------ GIVEN RECORDS ------

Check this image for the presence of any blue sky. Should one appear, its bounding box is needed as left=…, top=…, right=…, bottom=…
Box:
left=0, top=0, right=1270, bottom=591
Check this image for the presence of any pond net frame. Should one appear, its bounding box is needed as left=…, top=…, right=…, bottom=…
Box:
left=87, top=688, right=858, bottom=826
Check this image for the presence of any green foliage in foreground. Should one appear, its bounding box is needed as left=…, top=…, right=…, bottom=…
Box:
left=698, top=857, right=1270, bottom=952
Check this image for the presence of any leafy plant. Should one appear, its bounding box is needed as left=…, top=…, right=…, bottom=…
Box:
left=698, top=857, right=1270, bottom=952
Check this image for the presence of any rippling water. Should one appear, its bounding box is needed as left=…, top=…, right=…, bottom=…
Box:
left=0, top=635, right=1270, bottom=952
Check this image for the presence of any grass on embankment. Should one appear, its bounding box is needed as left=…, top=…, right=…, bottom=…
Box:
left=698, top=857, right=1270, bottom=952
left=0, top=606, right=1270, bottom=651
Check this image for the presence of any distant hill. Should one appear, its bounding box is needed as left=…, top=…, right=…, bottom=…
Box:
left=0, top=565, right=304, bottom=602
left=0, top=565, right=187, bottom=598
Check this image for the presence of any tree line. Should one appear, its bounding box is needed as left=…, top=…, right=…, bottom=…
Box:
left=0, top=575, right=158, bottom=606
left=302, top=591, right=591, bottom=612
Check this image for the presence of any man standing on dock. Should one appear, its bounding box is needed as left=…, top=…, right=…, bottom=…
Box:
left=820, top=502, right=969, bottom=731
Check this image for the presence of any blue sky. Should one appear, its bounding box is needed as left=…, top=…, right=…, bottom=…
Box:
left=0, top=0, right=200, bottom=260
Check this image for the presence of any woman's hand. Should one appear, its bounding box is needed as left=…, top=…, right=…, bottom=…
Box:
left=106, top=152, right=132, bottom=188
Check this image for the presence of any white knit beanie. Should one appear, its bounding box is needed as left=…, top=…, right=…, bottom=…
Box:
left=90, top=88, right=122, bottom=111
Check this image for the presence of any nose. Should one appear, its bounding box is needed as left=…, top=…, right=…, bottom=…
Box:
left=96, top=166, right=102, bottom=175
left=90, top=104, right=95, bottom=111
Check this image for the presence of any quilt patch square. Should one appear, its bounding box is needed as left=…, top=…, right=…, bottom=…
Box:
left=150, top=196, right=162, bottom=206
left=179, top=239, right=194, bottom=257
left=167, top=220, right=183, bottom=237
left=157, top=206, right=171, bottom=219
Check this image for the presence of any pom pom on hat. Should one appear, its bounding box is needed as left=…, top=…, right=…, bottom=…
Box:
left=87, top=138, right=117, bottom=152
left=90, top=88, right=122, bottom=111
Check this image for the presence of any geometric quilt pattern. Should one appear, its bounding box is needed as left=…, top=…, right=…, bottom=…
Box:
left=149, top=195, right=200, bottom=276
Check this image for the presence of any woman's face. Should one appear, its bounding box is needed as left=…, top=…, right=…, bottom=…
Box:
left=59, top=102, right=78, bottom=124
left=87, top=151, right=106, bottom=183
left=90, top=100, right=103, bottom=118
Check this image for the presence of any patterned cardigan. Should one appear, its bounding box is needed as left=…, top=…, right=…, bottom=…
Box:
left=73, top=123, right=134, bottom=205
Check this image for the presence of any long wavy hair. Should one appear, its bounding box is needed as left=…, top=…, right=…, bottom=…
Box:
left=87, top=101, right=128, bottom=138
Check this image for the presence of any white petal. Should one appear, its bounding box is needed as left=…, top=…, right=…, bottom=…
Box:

------

● **STATED PROBLEM**:
Retype the records character for character, from the line with "Check this image for the presence of any long" up to and including the last line of the records.

● **ANSWER TO THIS TASK**:
Check this image for the presence of any long wavy hair. Should one appear, its bounding box is needed as left=…, top=…, right=…, bottom=…
Box:
left=87, top=101, right=128, bottom=138
Check this image for the presence of any white petal. Should one appear, its bounding box is needed as left=…, top=…, right=…, bottom=…
Box:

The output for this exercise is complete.